[[ Data excerpts, beginning ]]

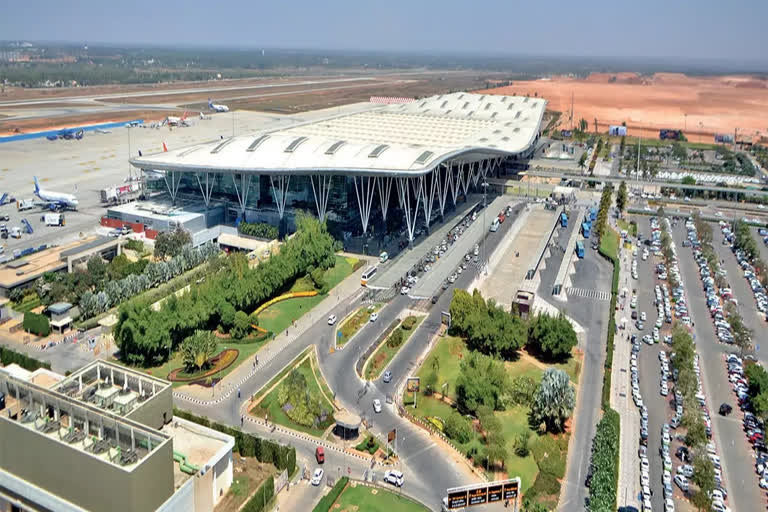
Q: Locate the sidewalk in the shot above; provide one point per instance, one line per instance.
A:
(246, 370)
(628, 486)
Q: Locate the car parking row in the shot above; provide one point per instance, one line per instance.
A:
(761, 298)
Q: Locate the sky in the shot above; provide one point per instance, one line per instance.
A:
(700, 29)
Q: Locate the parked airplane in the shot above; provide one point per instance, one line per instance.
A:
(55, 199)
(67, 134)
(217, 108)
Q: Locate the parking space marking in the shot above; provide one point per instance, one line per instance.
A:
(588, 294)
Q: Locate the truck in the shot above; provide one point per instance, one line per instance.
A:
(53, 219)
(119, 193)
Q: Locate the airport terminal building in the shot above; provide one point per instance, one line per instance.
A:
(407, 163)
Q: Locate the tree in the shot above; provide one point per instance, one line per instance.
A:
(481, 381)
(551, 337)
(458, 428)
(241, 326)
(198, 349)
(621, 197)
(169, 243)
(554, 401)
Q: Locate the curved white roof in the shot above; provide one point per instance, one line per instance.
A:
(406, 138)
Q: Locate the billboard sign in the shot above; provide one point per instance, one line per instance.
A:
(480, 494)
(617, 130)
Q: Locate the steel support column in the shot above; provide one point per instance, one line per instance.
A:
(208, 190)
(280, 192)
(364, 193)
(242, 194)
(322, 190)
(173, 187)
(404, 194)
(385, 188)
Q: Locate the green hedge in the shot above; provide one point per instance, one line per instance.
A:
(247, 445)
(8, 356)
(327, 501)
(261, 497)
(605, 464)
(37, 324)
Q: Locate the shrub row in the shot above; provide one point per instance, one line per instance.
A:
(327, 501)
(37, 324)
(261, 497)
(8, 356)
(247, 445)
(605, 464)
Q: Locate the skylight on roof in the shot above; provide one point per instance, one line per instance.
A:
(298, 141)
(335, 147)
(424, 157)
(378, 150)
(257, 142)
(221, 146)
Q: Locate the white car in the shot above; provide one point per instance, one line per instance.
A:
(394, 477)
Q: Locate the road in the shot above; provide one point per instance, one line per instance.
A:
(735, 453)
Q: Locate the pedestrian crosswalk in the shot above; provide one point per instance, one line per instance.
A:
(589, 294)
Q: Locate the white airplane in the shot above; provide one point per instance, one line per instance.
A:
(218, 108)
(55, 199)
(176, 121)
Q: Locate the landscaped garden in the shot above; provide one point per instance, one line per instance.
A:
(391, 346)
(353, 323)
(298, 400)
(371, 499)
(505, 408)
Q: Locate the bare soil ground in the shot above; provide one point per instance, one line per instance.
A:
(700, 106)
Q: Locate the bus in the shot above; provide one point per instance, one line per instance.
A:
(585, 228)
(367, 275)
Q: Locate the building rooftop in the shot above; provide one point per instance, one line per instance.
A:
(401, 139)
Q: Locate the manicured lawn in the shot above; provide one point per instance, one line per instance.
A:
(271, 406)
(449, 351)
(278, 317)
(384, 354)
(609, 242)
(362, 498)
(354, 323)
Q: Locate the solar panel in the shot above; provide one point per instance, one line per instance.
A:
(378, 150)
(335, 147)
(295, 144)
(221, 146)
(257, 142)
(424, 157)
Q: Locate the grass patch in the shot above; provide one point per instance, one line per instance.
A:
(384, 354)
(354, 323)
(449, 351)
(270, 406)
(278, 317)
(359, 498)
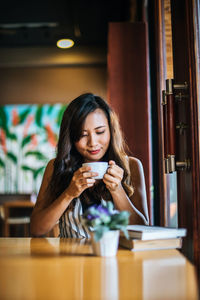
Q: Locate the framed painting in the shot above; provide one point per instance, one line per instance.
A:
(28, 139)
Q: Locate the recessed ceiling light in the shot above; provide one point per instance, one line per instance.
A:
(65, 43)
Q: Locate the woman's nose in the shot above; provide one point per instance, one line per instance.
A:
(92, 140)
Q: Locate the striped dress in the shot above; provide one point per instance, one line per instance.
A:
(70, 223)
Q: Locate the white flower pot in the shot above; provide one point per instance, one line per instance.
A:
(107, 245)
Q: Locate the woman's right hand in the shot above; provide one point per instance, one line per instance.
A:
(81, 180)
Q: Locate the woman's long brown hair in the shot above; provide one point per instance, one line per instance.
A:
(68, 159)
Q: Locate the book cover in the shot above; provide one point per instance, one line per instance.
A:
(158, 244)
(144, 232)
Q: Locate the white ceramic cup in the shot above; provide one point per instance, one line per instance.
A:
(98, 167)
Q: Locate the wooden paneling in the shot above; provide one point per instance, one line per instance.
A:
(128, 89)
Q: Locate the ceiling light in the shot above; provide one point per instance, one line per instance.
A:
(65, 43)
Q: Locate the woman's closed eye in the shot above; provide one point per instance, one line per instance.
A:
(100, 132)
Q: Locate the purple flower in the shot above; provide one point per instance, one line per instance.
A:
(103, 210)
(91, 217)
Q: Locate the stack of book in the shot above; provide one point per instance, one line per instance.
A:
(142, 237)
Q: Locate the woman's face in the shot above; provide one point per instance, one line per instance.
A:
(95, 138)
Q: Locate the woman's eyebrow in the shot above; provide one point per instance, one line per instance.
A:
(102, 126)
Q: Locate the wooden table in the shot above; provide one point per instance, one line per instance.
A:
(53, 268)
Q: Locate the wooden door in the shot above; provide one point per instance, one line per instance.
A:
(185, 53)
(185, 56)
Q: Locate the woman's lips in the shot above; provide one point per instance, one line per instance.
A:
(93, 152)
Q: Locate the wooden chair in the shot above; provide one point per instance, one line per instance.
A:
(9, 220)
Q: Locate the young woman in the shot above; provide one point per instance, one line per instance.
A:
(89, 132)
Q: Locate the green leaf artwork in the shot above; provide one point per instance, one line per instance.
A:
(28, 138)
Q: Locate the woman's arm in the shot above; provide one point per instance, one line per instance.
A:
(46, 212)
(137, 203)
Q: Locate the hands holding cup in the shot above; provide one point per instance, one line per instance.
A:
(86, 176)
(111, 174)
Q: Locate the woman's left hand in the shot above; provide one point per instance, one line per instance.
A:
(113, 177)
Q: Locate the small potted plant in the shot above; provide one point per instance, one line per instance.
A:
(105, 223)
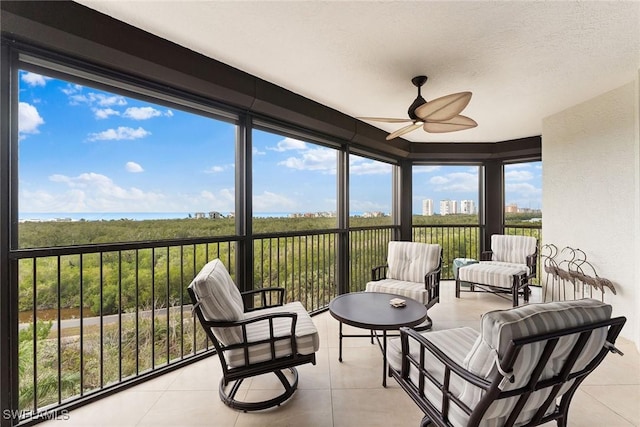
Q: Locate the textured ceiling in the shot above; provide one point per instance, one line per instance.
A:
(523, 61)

[[ Data excerpts, end ]]

Your goal:
What lines in the material above include "flower"? Copy every one of them.

Completed exercise:
Q: Locate the white flower pot in the shot above; provide one point per instance, one line per instance.
Q: Locate the purple flower in the shot above; provide one point per instance, one line per instance.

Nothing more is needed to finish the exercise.